• Assigned task A: In the Staf Van Reet biography below, which department did he head from 1977 until 1989?
• Assigned task B: Summarize the Staf Van Reet biography below in two sentences.
• Assigned task C: Using the Staf Van Reet biography below, decide whether each statement agrees with it: (i) He earned his law degree from the Katholieke Universiteit Leuven. (ii) He began his career at Janssen Pharmaceutica in the Department of Theoretical Medicinal Chemistry. (iii) He founded Movetis in 2007 together with Remi Van den Broeck, Dirk Reyn and Jan Schuurkes. Answer yes or no for each and quote the words that decide it.

• Given text:
- - - -

= Staf Van Reet =

Belgian scientist and businessman

Staf Van Reet is a Belgian scientist and businessman. Currently he is managing director of the biotech company Viziphar Biosciences BVBA, and member of the Board of Directors of Janssen Pharmaceutica and the VIB. He was succeeded as Chairman of FlandersBio by Johan Cardoen.

==Education==
He obtained a degree of engineering in applied biological sciences and a PhD in agricultural sciences from the Katholieke Universiteit Leuven (Leuven, Belgium) and a law degree from the University of Antwerp (Antwerp, Belgium).

==Career==
In 1972, he started his career at Janssen Pharmaceutica, as a scientist in the Department of Theoretical Medicinal Chemistry. After a year he moved to the Department of Patents and Pharmacochemical Data Processing of Janssen Pharmaceutica, and he headed the department from 1977 until 1989. Since 1987 continued his career as General Manager of Janssen Biotech, chairman of the management board of the Janssen Research Foundation (JRF) and from 1991 until 1999 as President of the Janssen Research Foundation and managing director of Janssen Pharmaceutica N.V. Until he retired, he was responsible for corporate venturing activities in Europe for Johnson & Johnson. In 2007 he founded Movetis together with Remi Van den Broeck, Dirk Reyn and Jan Schuurkes.

- - - -

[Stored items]
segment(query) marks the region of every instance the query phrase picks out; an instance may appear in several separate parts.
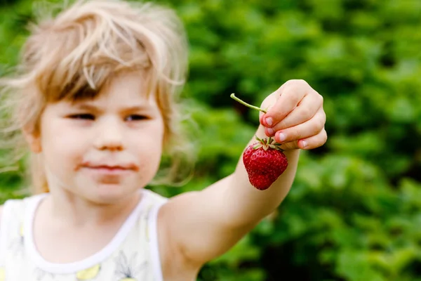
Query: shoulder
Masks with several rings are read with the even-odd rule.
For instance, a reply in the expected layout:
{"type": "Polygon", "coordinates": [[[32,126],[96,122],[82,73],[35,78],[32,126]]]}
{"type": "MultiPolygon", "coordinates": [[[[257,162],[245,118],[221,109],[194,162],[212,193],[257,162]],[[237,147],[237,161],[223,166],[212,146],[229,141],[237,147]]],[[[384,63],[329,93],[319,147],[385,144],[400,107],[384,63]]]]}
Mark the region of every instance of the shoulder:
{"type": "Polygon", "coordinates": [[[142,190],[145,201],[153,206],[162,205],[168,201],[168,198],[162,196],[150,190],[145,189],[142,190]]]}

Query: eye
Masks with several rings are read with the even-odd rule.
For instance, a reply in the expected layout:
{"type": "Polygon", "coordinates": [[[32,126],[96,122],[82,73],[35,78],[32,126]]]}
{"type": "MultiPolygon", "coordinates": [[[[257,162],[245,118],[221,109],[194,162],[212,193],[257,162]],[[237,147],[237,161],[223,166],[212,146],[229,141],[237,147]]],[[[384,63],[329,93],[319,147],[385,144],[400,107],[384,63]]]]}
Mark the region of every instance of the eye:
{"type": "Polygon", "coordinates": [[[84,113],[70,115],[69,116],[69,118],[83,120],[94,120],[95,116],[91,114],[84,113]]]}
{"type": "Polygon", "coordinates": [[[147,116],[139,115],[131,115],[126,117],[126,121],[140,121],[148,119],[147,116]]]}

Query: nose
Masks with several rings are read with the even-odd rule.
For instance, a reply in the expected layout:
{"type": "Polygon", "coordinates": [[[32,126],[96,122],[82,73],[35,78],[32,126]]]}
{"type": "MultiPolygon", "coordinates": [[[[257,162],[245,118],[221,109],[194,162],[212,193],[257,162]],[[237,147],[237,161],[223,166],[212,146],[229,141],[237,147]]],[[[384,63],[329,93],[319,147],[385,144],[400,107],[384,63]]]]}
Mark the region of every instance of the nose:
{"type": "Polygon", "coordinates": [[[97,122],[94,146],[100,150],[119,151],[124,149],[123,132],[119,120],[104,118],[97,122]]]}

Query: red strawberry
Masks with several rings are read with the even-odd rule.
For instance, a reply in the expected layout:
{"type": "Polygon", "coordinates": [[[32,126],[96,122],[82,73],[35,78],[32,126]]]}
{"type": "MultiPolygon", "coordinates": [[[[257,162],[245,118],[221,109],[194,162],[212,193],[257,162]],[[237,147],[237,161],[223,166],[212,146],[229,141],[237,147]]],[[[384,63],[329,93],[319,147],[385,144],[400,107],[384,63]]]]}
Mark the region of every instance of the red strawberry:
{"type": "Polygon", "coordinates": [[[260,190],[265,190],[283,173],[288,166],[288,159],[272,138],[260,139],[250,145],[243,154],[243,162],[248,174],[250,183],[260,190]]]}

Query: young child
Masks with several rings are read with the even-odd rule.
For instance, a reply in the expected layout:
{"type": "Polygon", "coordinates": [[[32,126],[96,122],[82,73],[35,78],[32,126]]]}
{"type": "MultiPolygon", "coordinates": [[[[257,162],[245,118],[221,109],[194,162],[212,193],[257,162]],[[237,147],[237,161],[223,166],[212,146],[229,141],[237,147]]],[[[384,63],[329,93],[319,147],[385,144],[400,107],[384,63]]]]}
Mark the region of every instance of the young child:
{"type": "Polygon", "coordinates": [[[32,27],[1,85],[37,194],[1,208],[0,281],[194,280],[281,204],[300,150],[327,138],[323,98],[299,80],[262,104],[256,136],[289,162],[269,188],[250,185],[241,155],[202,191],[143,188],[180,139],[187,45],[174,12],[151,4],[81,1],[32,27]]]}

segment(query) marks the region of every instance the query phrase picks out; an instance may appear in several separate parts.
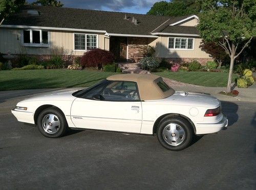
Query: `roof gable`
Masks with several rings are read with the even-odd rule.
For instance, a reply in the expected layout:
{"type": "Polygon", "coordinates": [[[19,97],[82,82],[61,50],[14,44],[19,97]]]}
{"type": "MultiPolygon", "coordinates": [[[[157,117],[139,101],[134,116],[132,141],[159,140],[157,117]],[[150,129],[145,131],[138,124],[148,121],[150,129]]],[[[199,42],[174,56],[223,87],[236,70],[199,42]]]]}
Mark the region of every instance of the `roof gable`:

- - - -

• Response A: The Department of Patents and Pharmacochemical Data Processing of Janssen Pharmaceutica.

• Response B: Staf Van Reet is a Belgian scientist and businessman who holds degrees from the Katholieke Universiteit Leuven and the University of Antwerp and is currently managing director of Viziphar Biosciences BVBA. He began at Janssen Pharmaceutica in 1972, later served as President of the Janssen Research Foundation and managing director of Janssen Pharmaceutica from 1991 until 1999, and co-founded Movetis in 2007.

• Response C:
(i) No: "a law degree from the University of Antwerp (Antwerp, Belgium)"
(ii) Yes: "he started his career at Janssen Pharmaceutica, as a scientist in the Department of Theoretical Medicinal Chemistry"
(iii) Yes: "In 2007 he founded Movetis together with Remi Van den Broeck, Dirk Reyn and Jan Schuurkes."